Exercise brief -> Please begin with the line containing "Expected: a point placed on each instance of the flower" and reproduce each line exactly until the records below end, without any pictures.

Listed records ->
== Segment start ==
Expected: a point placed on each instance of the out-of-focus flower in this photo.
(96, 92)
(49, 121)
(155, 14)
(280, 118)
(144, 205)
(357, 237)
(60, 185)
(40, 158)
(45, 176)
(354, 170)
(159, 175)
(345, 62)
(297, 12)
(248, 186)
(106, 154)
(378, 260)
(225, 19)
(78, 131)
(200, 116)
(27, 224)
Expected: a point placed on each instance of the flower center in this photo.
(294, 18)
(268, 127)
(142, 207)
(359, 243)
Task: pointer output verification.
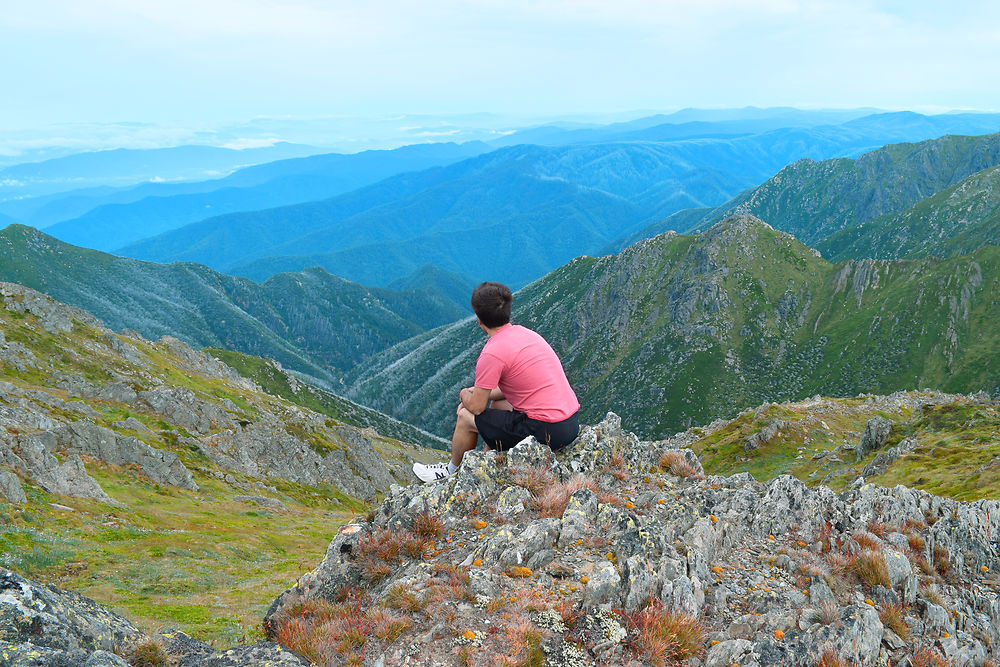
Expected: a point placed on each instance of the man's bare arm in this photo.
== Segment end ==
Response ->
Expected: a point placed on each instance of the flower center in this photo.
(294, 18)
(268, 127)
(142, 207)
(359, 243)
Task: pointer output verification.
Expected: a point placed on each instance of the man's bare arm in this photo.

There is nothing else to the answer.